▶ _Passage to read_:
Deleting Piezo 1 suppresses CCA cell migration and invasion *in vitro*

(A) Cell migratory ability measured by wound healing assay. Scale bars, 200 μm. (B and C) Cell migration and invasive ability measured by Transwell and invasion assays. Scale bars, 200 μm. (D) EMT-related proteins analyzed by real-time PCR. Experiments were performed at least 3 times. ∗p < 0.05, ∗∗p < 0.01, ∗∗∗p < 0.001.

Given that EMT is one of the hallmarks of elevated cell motility and metastasis,²³ expression of several EMT markers at mRNA and protein levels was tested. As shown in Figure 2D, knockdown of Piezo 1 upregulated the epithelial marker (E-cadherin) and suppressed the mesenchymal markers (N-cadherin and vimentin) in TFK-1 and HuCCT-1 cells. Together, these data indicated that Piezo 1 induces the EMT program in CCA cells and promotes metastasis in vitro.

Deficiency of Piezo 1 suppresses CCA pulmonary metastases in mice

To validate the CCA metastatic effects of Piezo 1 knockdown in vivo, stable transfected cells were injected through the tail vein. Six weeks after injection, the mice in the Piezo 1 knockdown groups exhibited fewer and smaller lung metastatic nodules than the negative control groups (Figures 3A and 3B). The presence of the lung metastatic nodules was confirmed by hematoxylin and eosin (H&E) staining (Figure 3C). Immunoblot analysis of the lung tissues showed that the Piezo 1 knockdown-derived lung metastatic nodules had a relatively lower expression of N-cadherin and vimentin and higher expression of E-cadherin compared with the nodules from the negative control group (Figure 3D). Taken together, these results indicated that Piezo 1 induces the EMT program in CCA cells and promotes metastasis in vivo.

Piezo 1 promotes CCA lung metastasis in mice

(A and B) Lung metastasis of CCA in mice. (C) Metastatic nodules in the lungs of mice (40× magnification). Scale bars, 50 μm, 200 μm. (D) Protein levels of EMT-related molecules in metastatic nodules by immunoblot analysis. Experiments were performed at least 3 times. ∗p < 0.05, ∗∗p < 0.01, ∗∗∗p < 0.001.

▶ _Data extract_:
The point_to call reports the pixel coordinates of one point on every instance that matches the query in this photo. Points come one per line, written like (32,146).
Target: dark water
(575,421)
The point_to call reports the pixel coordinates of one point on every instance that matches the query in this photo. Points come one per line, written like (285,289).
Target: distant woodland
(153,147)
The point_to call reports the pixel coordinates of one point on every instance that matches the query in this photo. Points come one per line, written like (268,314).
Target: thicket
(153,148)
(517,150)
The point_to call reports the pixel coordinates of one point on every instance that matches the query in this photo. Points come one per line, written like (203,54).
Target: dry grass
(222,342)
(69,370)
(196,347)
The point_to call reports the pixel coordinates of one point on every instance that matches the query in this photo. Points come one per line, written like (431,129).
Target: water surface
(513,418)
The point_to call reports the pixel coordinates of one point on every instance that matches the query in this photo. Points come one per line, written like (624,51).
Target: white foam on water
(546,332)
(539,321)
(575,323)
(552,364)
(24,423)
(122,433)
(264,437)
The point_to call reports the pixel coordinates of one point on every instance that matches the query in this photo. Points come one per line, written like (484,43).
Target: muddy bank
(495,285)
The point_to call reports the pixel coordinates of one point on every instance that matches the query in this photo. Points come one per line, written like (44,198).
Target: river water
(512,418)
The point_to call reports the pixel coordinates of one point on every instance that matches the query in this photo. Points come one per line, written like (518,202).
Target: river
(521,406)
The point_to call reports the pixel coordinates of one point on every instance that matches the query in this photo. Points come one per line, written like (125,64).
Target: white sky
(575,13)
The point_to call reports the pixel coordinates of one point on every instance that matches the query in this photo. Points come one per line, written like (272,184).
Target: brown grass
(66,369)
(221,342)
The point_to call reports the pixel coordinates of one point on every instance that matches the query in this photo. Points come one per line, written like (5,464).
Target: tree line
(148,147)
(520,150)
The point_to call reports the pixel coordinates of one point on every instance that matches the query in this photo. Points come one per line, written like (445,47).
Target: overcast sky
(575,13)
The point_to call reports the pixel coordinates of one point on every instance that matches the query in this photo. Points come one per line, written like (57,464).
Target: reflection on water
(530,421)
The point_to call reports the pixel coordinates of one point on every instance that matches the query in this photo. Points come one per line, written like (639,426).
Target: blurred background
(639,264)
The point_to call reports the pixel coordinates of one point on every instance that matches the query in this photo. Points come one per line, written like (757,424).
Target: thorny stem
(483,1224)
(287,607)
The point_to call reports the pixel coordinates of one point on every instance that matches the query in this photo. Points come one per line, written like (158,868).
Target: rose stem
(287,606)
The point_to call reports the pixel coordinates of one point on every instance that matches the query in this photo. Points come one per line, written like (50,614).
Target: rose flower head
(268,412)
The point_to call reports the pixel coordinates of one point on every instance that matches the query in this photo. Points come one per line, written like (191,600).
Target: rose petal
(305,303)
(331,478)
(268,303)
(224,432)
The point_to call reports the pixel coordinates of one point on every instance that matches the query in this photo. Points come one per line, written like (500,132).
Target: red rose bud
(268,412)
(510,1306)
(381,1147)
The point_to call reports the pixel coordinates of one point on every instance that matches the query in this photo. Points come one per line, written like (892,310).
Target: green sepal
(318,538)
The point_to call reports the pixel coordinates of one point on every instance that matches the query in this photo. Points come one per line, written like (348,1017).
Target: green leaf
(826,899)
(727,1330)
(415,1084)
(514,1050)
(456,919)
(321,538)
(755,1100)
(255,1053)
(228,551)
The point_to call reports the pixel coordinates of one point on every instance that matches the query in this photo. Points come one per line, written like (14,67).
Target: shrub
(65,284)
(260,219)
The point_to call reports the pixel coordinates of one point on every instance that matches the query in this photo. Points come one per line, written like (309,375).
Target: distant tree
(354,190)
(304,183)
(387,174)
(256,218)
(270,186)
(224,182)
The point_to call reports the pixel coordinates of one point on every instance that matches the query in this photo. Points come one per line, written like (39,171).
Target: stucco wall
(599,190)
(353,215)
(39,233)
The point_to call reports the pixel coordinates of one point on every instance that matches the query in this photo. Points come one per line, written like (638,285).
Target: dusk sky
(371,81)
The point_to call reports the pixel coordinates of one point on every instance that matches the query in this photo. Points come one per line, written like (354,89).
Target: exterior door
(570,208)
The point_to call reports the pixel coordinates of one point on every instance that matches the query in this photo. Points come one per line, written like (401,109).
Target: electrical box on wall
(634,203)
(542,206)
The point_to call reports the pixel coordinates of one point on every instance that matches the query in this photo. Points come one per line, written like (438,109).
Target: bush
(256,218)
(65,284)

▶ _Work instructions_:
1) Set down the stretch of the Piezo 1 passage from "Deleting Piezo 1" through "metastasis in vitro.", unchanged.
2) Decide whether each statement below agrees with the Piezo 1 passage, answering yes or no and quoting the deciding words. (a) The mice were examined six weeks after the cells were injected. (b) Knockdown of Piezo 1 lowered E-cadherin in TFK-1 and HuCCT-1 cells. (c) The lung metastatic nodules were confirmed by hematoxylin and eosin staining.

▶ _Responses in order_:
1)
Deleting Piezo 1 suppresses CCA cell migration and invasion *in vitro*

(A) Cell migratory ability measured by wound healing assay. Scale bars, 200 μm. (B and C) Cell migration and invasive ability measured by Transwell and invasion assays. Scale bars, 200 μm. (D) EMT-related proteins analyzed by real-time PCR. Experiments were performed at least 3 times. ∗p < 0.05, ∗∗p < 0.01, ∗∗∗p < 0.001.

Given that EMT is one of the hallmarks of elevated cell motility and metastasis,²³ expression of several EMT markers at mRNA and protein levels was tested. As shown in Figure 2D, knockdown of Piezo 1 upregulated the epithelial marker (E-cadherin) and suppressed the mesenchymal markers (N-cadherin and vimentin) in TFK-1 and HuCCT-1 cells. Together, these data indicated that Piezo 1 induces the EMT program in CCA cells and promotes metastasis in vitro.

2)
(a) Yes: "Six weeks after injection, the mice in the Piezo 1 knockdown groups exhibited fewer and smaller lung metastatic nodules than the negative control groups"
(b) No: "knockdown of Piezo 1 upregulated the epithelial marker (E-cadherin)"
(c) Yes: "The presence of the lung metastatic nodules was confirmed by hematoxylin and eosin (H&E) staining"